Raise every x and y coordinate in the answers by 14. Write out the material again with each line in full, starting at the line that contains "Where in this photo can the black shorts" and ending at the last line of the material.

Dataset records
— Begin —
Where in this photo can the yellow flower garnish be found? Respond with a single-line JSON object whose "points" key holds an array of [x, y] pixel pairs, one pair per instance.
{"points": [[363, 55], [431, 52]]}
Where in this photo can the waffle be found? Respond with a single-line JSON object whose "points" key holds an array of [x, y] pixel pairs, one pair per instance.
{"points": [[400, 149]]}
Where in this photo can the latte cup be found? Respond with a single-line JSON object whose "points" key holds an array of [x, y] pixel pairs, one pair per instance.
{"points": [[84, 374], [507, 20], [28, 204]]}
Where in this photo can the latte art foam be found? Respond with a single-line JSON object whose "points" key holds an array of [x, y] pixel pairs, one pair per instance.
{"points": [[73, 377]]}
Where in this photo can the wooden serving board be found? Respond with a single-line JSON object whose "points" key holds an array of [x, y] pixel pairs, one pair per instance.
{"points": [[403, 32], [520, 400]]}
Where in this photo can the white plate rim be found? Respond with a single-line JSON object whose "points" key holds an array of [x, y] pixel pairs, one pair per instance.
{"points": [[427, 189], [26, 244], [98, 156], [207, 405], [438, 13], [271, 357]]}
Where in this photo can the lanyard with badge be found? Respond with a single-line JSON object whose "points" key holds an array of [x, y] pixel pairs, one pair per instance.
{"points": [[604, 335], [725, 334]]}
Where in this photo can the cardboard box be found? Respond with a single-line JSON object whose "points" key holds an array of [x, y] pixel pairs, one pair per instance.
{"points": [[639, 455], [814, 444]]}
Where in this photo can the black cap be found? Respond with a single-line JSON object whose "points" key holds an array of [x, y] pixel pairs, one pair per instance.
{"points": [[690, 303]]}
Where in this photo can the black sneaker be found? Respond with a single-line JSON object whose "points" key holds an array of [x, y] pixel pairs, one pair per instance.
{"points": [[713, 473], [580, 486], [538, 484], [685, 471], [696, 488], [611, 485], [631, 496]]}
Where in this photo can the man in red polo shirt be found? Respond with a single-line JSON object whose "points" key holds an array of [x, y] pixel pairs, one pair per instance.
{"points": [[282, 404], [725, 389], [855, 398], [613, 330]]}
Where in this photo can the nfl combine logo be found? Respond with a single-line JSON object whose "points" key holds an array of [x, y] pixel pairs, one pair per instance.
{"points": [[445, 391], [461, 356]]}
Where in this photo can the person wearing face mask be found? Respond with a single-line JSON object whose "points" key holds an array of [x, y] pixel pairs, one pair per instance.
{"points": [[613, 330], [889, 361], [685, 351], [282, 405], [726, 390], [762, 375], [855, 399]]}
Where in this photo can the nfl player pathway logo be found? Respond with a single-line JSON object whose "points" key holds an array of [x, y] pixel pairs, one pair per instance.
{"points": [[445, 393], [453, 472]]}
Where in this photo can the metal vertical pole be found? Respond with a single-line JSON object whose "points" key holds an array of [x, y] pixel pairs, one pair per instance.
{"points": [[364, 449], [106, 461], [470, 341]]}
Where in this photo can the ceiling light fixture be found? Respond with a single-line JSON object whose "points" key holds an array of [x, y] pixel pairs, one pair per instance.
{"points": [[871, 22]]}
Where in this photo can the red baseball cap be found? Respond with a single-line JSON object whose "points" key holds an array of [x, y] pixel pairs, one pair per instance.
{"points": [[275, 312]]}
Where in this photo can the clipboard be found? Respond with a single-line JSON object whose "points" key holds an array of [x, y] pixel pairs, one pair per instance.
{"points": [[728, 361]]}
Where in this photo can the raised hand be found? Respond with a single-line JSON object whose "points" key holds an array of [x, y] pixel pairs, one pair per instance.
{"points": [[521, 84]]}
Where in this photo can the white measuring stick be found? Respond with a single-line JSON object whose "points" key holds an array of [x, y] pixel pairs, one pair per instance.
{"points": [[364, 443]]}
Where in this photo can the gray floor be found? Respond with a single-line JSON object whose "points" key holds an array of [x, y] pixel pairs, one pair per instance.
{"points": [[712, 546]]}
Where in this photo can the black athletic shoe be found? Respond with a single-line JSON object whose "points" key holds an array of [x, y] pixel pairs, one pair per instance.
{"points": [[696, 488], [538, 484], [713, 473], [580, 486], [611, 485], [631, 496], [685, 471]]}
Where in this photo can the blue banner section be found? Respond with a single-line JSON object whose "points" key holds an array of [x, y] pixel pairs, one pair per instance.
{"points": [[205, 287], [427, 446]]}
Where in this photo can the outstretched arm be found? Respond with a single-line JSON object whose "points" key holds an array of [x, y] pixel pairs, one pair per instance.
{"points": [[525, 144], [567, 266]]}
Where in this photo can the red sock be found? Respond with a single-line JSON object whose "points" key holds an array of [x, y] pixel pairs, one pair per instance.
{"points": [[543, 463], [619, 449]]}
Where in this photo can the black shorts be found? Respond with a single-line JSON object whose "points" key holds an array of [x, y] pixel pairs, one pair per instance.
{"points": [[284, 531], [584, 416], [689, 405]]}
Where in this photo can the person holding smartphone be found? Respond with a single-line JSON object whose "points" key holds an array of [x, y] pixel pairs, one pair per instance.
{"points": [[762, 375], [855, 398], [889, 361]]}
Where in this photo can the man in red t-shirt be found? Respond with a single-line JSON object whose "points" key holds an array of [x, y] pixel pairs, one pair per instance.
— End —
Finished task:
Where in this photo can the black shorts be found? Respond with a single-line JSON object whose "points" key holds an array of [x, y] pixel pairs, one pair per instance.
{"points": [[298, 545], [598, 430], [703, 419]]}
Where in this photo can the person holding smartphone be found? Respond with a single-line JSON object whose "points" key holds an array of [x, y] pixel pairs, one pair per instance.
{"points": [[776, 389], [869, 412], [903, 375]]}
Where in this photo can the man in red t-shirt be found? Respond with a single-line JSON object whose "points" key holds an array of [x, y] pixel pairs, one pair per instance.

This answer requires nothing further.